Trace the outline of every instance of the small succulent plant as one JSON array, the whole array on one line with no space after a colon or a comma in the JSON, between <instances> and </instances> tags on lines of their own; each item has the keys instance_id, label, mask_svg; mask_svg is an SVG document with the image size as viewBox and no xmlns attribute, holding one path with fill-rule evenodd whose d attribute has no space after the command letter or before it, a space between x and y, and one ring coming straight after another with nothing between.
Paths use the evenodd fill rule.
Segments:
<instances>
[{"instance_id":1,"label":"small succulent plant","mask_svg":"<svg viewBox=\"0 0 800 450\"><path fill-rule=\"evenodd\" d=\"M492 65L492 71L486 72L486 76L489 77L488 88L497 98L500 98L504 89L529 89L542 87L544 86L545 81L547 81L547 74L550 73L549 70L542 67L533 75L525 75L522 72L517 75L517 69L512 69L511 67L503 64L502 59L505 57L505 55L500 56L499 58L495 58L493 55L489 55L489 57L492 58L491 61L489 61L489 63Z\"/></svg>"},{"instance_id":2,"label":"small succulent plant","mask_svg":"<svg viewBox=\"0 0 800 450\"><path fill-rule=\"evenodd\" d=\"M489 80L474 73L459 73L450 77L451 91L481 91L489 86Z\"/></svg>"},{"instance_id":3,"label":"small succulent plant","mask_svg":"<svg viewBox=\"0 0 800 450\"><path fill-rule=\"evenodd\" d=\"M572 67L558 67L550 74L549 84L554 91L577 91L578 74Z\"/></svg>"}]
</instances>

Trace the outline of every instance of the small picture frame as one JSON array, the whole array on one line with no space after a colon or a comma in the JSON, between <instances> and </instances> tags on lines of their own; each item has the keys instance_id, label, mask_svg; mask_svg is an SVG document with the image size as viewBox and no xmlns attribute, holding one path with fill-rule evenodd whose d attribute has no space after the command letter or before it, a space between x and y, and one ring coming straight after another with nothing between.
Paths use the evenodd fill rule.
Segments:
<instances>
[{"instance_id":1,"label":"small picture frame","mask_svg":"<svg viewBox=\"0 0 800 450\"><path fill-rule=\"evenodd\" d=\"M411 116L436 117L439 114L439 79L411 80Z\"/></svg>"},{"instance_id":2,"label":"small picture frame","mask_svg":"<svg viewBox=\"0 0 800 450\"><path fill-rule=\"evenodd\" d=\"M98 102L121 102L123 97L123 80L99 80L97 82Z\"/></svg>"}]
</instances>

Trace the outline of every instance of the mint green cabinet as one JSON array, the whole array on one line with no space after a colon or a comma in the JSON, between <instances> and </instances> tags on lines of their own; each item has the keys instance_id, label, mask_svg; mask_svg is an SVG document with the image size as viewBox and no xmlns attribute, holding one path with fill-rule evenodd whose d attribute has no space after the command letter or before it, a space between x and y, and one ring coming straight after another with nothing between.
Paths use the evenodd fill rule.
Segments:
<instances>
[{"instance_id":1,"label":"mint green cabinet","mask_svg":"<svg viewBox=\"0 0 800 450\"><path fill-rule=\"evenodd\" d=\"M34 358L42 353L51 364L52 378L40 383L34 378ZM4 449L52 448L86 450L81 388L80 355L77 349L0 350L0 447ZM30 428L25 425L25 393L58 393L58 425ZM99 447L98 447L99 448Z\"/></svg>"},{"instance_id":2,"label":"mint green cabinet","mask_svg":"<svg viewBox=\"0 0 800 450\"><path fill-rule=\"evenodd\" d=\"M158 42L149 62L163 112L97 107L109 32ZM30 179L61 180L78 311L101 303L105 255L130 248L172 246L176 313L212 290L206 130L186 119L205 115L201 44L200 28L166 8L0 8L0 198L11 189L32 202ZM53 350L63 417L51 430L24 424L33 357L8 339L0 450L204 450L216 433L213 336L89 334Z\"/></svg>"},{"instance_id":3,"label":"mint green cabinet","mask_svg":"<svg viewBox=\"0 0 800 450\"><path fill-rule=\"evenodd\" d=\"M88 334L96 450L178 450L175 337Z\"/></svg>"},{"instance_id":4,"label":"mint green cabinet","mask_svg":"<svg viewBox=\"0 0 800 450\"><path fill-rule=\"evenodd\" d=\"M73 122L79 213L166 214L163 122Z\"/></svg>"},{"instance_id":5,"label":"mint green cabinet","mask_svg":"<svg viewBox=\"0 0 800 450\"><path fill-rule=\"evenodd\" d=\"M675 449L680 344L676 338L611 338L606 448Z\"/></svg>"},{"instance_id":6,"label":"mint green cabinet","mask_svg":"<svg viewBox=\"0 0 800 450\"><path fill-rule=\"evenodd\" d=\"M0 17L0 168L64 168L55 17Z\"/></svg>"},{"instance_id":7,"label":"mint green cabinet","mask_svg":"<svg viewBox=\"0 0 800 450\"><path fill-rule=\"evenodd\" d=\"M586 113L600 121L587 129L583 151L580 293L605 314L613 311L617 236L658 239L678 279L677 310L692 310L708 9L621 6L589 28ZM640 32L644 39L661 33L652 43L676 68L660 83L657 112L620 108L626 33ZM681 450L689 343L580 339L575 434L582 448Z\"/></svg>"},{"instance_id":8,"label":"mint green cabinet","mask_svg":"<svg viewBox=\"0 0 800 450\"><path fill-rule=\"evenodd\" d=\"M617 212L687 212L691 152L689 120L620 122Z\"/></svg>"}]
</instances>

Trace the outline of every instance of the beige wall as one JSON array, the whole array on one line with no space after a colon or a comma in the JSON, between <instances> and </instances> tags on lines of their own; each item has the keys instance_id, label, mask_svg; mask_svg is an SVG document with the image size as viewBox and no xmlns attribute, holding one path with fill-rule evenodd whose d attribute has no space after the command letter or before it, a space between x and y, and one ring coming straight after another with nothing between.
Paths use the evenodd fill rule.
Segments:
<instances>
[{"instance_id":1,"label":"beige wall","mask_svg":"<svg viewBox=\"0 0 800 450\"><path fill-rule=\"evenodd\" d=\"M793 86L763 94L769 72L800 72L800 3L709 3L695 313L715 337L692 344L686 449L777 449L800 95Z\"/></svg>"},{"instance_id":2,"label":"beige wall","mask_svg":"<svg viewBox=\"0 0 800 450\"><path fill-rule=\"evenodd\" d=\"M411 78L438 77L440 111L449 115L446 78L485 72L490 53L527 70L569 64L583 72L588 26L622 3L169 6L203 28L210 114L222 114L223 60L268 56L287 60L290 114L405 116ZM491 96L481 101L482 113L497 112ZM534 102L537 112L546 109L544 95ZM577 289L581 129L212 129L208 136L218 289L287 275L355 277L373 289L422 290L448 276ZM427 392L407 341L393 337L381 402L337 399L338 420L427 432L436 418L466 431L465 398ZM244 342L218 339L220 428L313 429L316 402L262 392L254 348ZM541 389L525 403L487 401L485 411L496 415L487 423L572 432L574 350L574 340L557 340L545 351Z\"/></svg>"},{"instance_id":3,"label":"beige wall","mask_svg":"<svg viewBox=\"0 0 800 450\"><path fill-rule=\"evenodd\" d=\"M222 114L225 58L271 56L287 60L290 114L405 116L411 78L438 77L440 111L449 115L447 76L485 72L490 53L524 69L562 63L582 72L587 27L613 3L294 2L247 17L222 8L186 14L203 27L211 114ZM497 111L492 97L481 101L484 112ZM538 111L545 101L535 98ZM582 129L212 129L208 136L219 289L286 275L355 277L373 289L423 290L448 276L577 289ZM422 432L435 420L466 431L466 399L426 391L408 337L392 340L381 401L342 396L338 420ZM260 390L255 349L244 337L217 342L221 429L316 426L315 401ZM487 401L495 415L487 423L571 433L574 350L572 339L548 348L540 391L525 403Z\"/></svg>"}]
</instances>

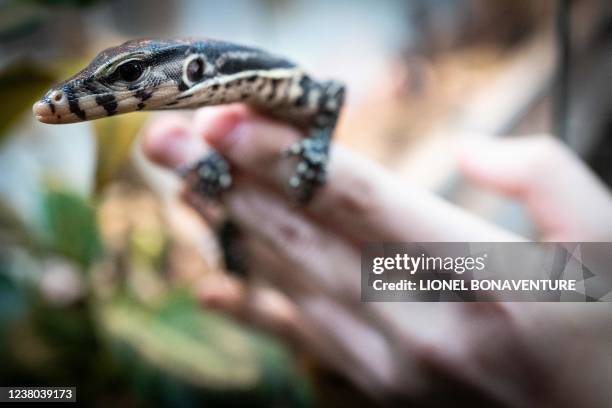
-- -- --
Output the lines above in full and exactly as given, omitting any pictures.

Trace the outline of every instance of the small succulent plant as one JSON array, the whole array on one line with no space after a colon or a comma in the JSON, between <instances> and </instances> tags on lines of their own; each item has the keys instance_id, label, mask_svg; mask_svg is an SVG document with the image size as viewBox and no xmlns attribute, holding one path with fill-rule evenodd whose d attribute has no space after the command letter or before it, a space between x and y, and one ring coming straight after another with nothing between.
Paths use the evenodd fill rule.
Segments:
<instances>
[{"instance_id":1,"label":"small succulent plant","mask_svg":"<svg viewBox=\"0 0 800 450\"><path fill-rule=\"evenodd\" d=\"M492 65L492 71L486 72L486 76L489 77L488 88L497 98L500 98L504 89L529 89L542 87L544 86L545 81L547 81L547 74L550 73L549 70L542 67L533 75L525 75L522 72L517 75L517 69L512 69L511 67L503 64L502 59L505 57L505 55L500 56L499 58L495 58L493 55L489 55L489 57L492 58L491 61L489 61L489 63Z\"/></svg>"},{"instance_id":2,"label":"small succulent plant","mask_svg":"<svg viewBox=\"0 0 800 450\"><path fill-rule=\"evenodd\" d=\"M489 80L474 73L459 73L450 77L451 91L481 91L489 86Z\"/></svg>"},{"instance_id":3,"label":"small succulent plant","mask_svg":"<svg viewBox=\"0 0 800 450\"><path fill-rule=\"evenodd\" d=\"M572 67L558 67L550 74L549 84L554 91L577 91L578 74Z\"/></svg>"}]
</instances>

Trace the outline of every instance of the small picture frame as one JSON array, the whole array on one line with no space after a colon or a comma in the JSON, between <instances> and </instances> tags on lines of their own; each item has the keys instance_id, label, mask_svg; mask_svg is an SVG document with the image size as viewBox and no xmlns attribute, holding one path with fill-rule evenodd whose d attribute has no space after the command letter or before it, a space between x and y, and one ring coming straight after another with nothing between.
Paths use the evenodd fill rule.
Segments:
<instances>
[{"instance_id":1,"label":"small picture frame","mask_svg":"<svg viewBox=\"0 0 800 450\"><path fill-rule=\"evenodd\" d=\"M411 116L436 117L439 114L439 79L411 80Z\"/></svg>"},{"instance_id":2,"label":"small picture frame","mask_svg":"<svg viewBox=\"0 0 800 450\"><path fill-rule=\"evenodd\" d=\"M98 102L121 102L123 97L123 80L99 80L97 82Z\"/></svg>"}]
</instances>

Trace the outline of every instance of the mint green cabinet as one JSON array, the whole array on one line with no space after a colon or a comma in the JSON, between <instances> and </instances> tags on lines of their own; each item has the keys instance_id, label, mask_svg; mask_svg is an SVG document with the image size as viewBox and no xmlns attribute, holding one path with fill-rule evenodd whose d attribute has no space after the command letter or before it, a space between x and y, and one ring coming straight after another with nothing between.
Paths use the evenodd fill rule.
Segments:
<instances>
[{"instance_id":1,"label":"mint green cabinet","mask_svg":"<svg viewBox=\"0 0 800 450\"><path fill-rule=\"evenodd\" d=\"M34 358L42 353L51 364L52 378L40 383L34 378ZM4 449L52 448L86 450L81 388L80 355L77 349L0 350L0 447ZM30 428L25 425L25 393L58 393L58 425ZM99 447L98 447L99 448Z\"/></svg>"},{"instance_id":2,"label":"mint green cabinet","mask_svg":"<svg viewBox=\"0 0 800 450\"><path fill-rule=\"evenodd\" d=\"M158 42L149 62L163 112L97 107L109 32ZM30 179L61 180L78 311L101 303L105 255L130 248L172 246L176 313L212 290L206 130L186 119L205 115L201 44L200 28L166 8L0 8L0 198L11 189L32 202ZM53 350L63 417L51 430L24 424L33 357L8 339L0 450L204 450L216 433L213 336L89 334Z\"/></svg>"},{"instance_id":3,"label":"mint green cabinet","mask_svg":"<svg viewBox=\"0 0 800 450\"><path fill-rule=\"evenodd\" d=\"M88 334L96 450L178 450L175 337Z\"/></svg>"},{"instance_id":4,"label":"mint green cabinet","mask_svg":"<svg viewBox=\"0 0 800 450\"><path fill-rule=\"evenodd\" d=\"M73 122L79 213L166 214L163 122Z\"/></svg>"},{"instance_id":5,"label":"mint green cabinet","mask_svg":"<svg viewBox=\"0 0 800 450\"><path fill-rule=\"evenodd\" d=\"M675 449L680 344L676 338L611 338L606 448Z\"/></svg>"},{"instance_id":6,"label":"mint green cabinet","mask_svg":"<svg viewBox=\"0 0 800 450\"><path fill-rule=\"evenodd\" d=\"M0 17L0 168L64 168L55 17Z\"/></svg>"},{"instance_id":7,"label":"mint green cabinet","mask_svg":"<svg viewBox=\"0 0 800 450\"><path fill-rule=\"evenodd\" d=\"M586 113L600 121L587 129L583 151L580 293L605 314L613 311L617 236L658 239L678 279L677 310L692 310L708 9L621 6L589 28ZM640 32L644 39L661 33L652 43L676 68L660 83L657 112L620 108L626 33ZM681 450L689 343L580 339L575 434L582 448Z\"/></svg>"},{"instance_id":8,"label":"mint green cabinet","mask_svg":"<svg viewBox=\"0 0 800 450\"><path fill-rule=\"evenodd\" d=\"M617 212L687 212L691 152L689 120L620 122Z\"/></svg>"}]
</instances>

Trace the outline of every instance of the beige wall as one JSON array, the whole array on one line with no space after a colon or a comma in the JSON, between <instances> and </instances> tags on lines of their own; each item has the keys instance_id, label, mask_svg; mask_svg is an SVG document with the image size as viewBox and no xmlns attribute, holding one path with fill-rule evenodd whose d attribute has no space after the command letter or before it, a space between x and y, and one ring coming straight after another with nothing between.
Paths use the evenodd fill rule.
Segments:
<instances>
[{"instance_id":1,"label":"beige wall","mask_svg":"<svg viewBox=\"0 0 800 450\"><path fill-rule=\"evenodd\" d=\"M793 86L763 94L769 72L800 72L800 3L709 3L695 313L715 337L692 344L686 449L777 449L800 95Z\"/></svg>"},{"instance_id":2,"label":"beige wall","mask_svg":"<svg viewBox=\"0 0 800 450\"><path fill-rule=\"evenodd\" d=\"M411 78L438 77L440 111L449 115L446 78L485 72L490 53L527 70L569 64L583 72L588 26L622 3L169 6L203 28L210 114L222 114L223 60L268 56L287 60L290 114L405 116ZM491 96L481 101L482 113L497 112ZM534 102L537 112L546 109L544 95ZM577 289L581 129L212 129L208 136L218 289L287 275L355 277L373 289L422 290L448 276ZM427 392L407 341L393 337L381 402L337 399L338 420L427 432L436 418L466 431L465 398ZM244 342L218 339L220 428L313 429L316 402L262 392L254 348ZM541 389L525 403L487 401L485 411L496 415L487 423L572 432L574 350L574 340L557 340L545 351Z\"/></svg>"},{"instance_id":3,"label":"beige wall","mask_svg":"<svg viewBox=\"0 0 800 450\"><path fill-rule=\"evenodd\" d=\"M222 114L225 58L271 56L287 60L290 114L405 116L411 78L438 77L440 111L449 115L447 76L485 72L490 53L524 69L562 63L582 72L587 27L613 3L294 2L247 17L222 8L186 14L203 27L211 114ZM497 111L492 97L481 101L484 112ZM538 111L545 101L535 98ZM582 129L212 129L208 136L219 289L286 275L355 277L373 289L423 290L448 276L577 289ZM422 432L435 420L466 431L466 399L426 391L408 337L392 340L381 401L342 396L338 420ZM260 390L255 349L244 337L217 342L221 429L316 426L315 401ZM487 401L495 415L487 423L571 433L574 350L572 339L548 348L540 391L525 403Z\"/></svg>"}]
</instances>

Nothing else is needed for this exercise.